= Beginning of Section =

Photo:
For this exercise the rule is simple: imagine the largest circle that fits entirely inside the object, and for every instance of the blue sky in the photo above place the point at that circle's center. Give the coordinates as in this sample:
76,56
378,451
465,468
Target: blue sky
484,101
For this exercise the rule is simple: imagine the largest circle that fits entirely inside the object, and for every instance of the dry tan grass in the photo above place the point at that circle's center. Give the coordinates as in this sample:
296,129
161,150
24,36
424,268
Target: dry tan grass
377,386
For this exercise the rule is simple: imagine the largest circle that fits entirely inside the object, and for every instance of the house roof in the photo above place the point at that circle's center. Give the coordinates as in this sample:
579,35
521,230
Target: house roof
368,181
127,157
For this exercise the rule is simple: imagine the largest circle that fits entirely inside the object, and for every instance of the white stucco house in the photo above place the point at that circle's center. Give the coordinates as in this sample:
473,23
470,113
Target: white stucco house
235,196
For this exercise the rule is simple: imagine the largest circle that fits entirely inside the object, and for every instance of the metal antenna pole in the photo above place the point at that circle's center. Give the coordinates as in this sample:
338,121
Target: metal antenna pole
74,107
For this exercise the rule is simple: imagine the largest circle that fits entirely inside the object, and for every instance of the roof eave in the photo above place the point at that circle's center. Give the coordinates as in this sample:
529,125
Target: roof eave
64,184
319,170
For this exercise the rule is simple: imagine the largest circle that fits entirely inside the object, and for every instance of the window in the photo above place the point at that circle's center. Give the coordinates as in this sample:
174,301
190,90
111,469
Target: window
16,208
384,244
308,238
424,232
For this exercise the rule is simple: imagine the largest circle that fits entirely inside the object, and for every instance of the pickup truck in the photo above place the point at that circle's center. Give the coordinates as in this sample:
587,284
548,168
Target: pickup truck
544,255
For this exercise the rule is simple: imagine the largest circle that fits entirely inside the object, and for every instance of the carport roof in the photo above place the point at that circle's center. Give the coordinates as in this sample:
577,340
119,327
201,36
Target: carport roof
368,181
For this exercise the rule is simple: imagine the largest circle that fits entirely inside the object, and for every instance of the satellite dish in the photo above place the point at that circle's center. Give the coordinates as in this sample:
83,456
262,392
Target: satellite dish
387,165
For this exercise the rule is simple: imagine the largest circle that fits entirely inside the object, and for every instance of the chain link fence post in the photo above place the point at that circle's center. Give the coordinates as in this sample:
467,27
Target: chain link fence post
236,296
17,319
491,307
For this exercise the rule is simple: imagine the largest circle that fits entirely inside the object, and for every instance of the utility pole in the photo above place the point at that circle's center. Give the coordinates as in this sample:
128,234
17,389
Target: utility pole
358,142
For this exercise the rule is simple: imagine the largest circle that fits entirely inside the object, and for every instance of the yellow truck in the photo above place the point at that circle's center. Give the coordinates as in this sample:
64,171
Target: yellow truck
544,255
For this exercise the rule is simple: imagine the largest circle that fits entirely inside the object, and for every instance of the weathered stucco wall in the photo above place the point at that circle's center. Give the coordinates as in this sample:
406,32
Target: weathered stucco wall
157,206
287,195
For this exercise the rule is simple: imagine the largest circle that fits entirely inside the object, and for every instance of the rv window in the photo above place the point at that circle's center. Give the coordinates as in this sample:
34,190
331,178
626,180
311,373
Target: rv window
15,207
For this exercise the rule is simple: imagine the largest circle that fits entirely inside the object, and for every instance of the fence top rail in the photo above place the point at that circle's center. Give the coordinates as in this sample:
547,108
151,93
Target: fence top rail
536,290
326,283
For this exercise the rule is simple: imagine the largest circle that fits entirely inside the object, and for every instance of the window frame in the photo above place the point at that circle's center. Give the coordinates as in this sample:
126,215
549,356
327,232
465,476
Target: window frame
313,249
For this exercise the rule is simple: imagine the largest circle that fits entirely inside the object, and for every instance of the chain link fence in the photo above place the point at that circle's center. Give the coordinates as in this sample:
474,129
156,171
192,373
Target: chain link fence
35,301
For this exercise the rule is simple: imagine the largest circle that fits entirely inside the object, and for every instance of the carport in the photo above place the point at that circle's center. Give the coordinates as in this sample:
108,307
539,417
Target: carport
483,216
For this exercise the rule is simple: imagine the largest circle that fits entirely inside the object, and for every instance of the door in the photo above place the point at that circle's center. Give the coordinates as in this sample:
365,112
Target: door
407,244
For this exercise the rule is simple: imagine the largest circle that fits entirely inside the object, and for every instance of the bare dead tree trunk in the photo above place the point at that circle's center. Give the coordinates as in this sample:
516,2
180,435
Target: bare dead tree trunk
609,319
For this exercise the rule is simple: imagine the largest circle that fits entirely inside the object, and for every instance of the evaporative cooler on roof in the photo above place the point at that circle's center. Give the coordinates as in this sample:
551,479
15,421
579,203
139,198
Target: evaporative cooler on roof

= End of Section =

Type out the listing again with nothing changed.

Completed task -
Photo:
For this exercise the rule is simple: imagine the largest circle that fits entirely inside the object, and for every instance of the blue sky in the photo above place the point at that circle's center. Give the coordinates as in this sample:
76,56
378,451
465,468
Target: blue sky
484,101
For this exercise the rule is simple: imagine the largest circle that fits entirely inside the object, and for every instance of the dry tan grass in the photo above place the point at that circle's center. Give the coordinates as in this sample:
296,129
161,150
24,36
424,268
Target: dry tan grass
377,386
For this exercise the rule is simple: imagine the largest circle that fits entirely inside the object, and for every instance of the house roof in the photo above place the point at that circle's center. Give the coordinates as in this sample:
579,35
521,230
Target: house roof
368,181
127,157
For this exercise the rule is simple: imagine the largest circle that fits entirely inside the object, and for every instance of the white stucco house in the photo above place the point at that circle's center. Give the coordinates as in this sample:
473,23
470,113
Target: white stucco house
235,196
For this exercise the rule is simple: imagine the largest circle that fits entirely inside the object, and for every instance of the metal antenna pole in the photo above place the point at that circle's center. Give the coordinates as in this sample:
338,121
Target: metal antenna pole
74,107
For this exercise the rule is simple: imagine the largest circle that fits entirely inside the object, and for every instance of the roof eave in the photo above place the point at that circle's center. Give the coordinates as in this sample:
529,125
Target: roof eave
64,184
319,170
For this exercise the rule is simple: imagine the largest circle that fits entirely inside the object, and for every instance of the window in the photo above place the point at that circle's center. Give the coordinates as in this sample:
174,301
190,90
111,469
Target: window
16,208
384,244
308,238
424,232
For this exercise the rule is simple: imagine the largest circle that fits entirely inside the object, and for every instance of the pickup truck in the photo above place the point at that circle's center. Give the coordinates as in this sample:
587,284
548,168
Target: pickup truck
544,255
For this exercise the rule is simple: imagine the largest circle that fits entirely inside the object, and for every instance of the carport roof in the photo above place the point at that circle's center. Give the coordinates as in this sample:
577,340
119,327
201,36
Target: carport roof
368,181
For this exercise the rule is simple: imagine the largest circle that fits entirely inside the object, and for every instance of the satellite dish in the photo above place the point at that circle's center. Give the coordinates as in this sample:
83,456
262,392
Target: satellite dish
387,165
For this exercise the rule is simple: imagine the largest circle that fits entirely inside the object, and for every instance of the chain link fence post in the photo above place the point at that circle's center. Give the coordinates as in this sample:
467,27
Target: chain link fence post
236,296
17,319
491,307
For this exercise the rule is simple: imagine the largest circle that fits entirely inside the object, and for every instance of the utility pole in the photo above place the point at that circle's center. Give the coordinates as in this sample:
128,234
17,389
Target: utility pole
358,142
For this exercise the rule is simple: imagine the largest circle that fits entirely inside the object, and for every instance of the yellow truck in the photo above place the point at that circle's center. Give the coordinates as in this sample:
64,171
Target: yellow truck
544,255
For this exercise the rule is simple: imagine the largest circle that fits entirely inside the object, and for every instance of the weathered stucco wall in the photo above place the point at that circle's center. Give the coordinates as in this sample:
406,32
Target: weathered stucco wall
157,206
287,195
For this exercise the rule is simple: imagine the largest circle that fits entirely inside the object, and for every instance of the rv window in the photo above place the point at that circle's center. Give the coordinates as in this sample:
34,190
331,178
626,180
311,373
Target: rv window
15,207
For this exercise the rule is simple: imagine the largest circle that fits entirely inside the object, and for every instance of the fence top rail in the photo above place the point at that circle's center. Give the coordinates as in this sample:
547,108
151,93
Target: fence top rail
536,290
326,283
For this exercise the rule is simple: imagine the largest circle that fits entirely inside the object, and for every instance of the window frame in the photo above place the point at that circle's center. Give the coordinates as in this sample:
126,215
549,356
327,232
465,476
Target: window frame
313,249
For this exercise the rule is simple: imagine the largest circle that fits entirely inside the object, and for every instance of the chain link fence in the photo above place the point at that circle's center. Give the coordinates as in this sample:
474,129
156,171
192,373
Target: chain link fence
35,301
For this exercise the rule is simple: imagine the largest circle that fits entirely inside the object, and for every instance of the carport in the photo above place the point at that circle's center. Give the coordinates as in this sample:
108,307
539,417
Target: carport
483,216
For this exercise the rule is simple: imagine the largest circle that fits entirely inside the object, and for every instance of the door in the photo above place the point at that circle's center. Give the coordinates as in this sample:
365,112
Target: door
407,244
For this exercise the rule is simple: imagine the largest circle that fits entirely inside the object, and for every instance of the bare dead tree trunk in the photo above place the point at that circle's center. Give the coordinates as in this sample:
516,2
180,435
Target: bare dead tree trunk
609,319
For this exercise the rule is simple: imagine the largest circle that fits entirely inside the object, and for every instance of the evaporative cooler on roof in the photo above place the point at that circle's center. Give the coordinates as in this sample:
551,479
15,421
579,203
139,198
Target: evaporative cooler on roof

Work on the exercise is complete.